The Food and Drug Administration approved the birth control pill on May 9, 1960 in the United States but it wasn’t available to married women in all states until a court case in 1965 and wasn’t available to single women in all states until another court decision in 1972. In the first decade of availability few college health clinics offered it and some schools made it available only if the woman brought in a note from her minister saying she planned to be married. Even Planned Parenthood required a woman be married to get the pill. Today some 12 million married and unmarried American women use birth control pills.

**Actions to take:**
[a] From the birth control pill passage, extract everything from "The Food and" down to "birth control pills.", word for word.
[b] Answer these from the birth control pill passage, one per line:
(i) On what date did the Food and Drug Administration approve the pill in the United States?
(ii) What did some schools require a woman to bring in before they would make the pill available to her?
(iii) About how many American women use birth control pills today?
The entries have no connection to the birth control pill passage.

**Given entries:**
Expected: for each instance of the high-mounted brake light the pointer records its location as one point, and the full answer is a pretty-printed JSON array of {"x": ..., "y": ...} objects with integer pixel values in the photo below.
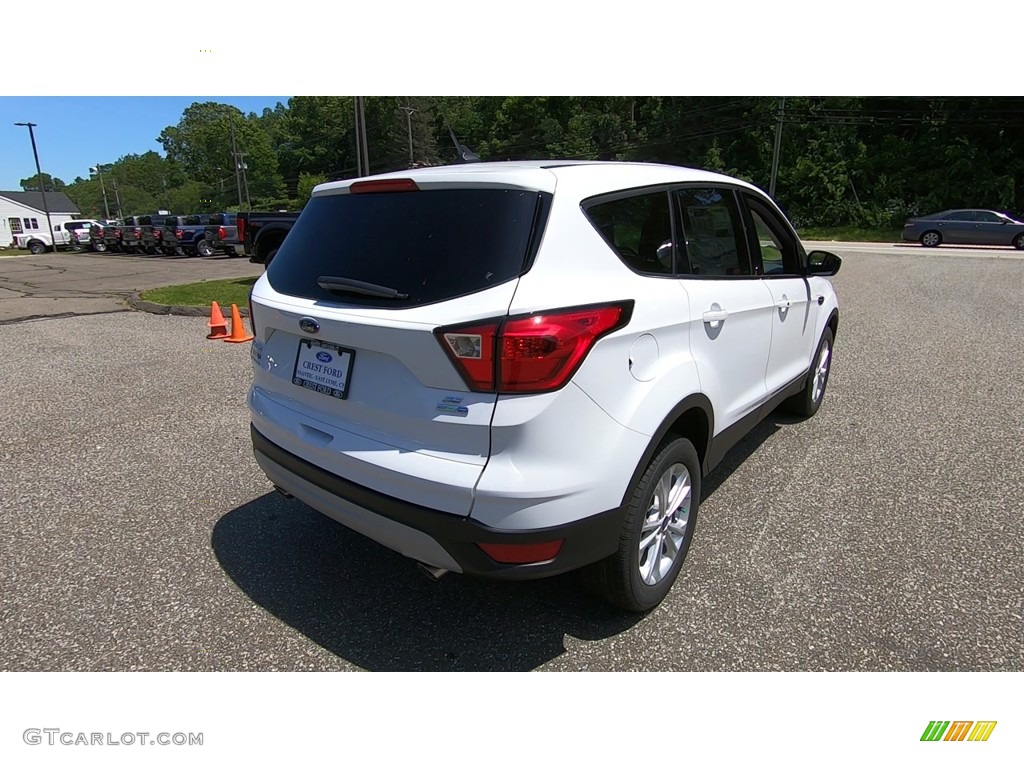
[
  {"x": 537, "y": 352},
  {"x": 387, "y": 184}
]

**Exercise results:**
[a]
The Food and Drug Administration approved the birth control pill on May 9, 1960 in the United States but it wasn’t available to married women in all states until a court case in 1965 and wasn’t available to single women in all states until another court decision in 1972. In the first decade of availability few college health clinics offered it and some schools made it available only if the woman brought in a note from her minister saying she planned to be married. Even Planned Parenthood required a woman be married to get the pill. Today some 12 million married and unmarried American women use birth control pills.

[b]
(i) May 9, 1960
(ii) A note from her minister saying she planned to be married
(iii) Some 12 million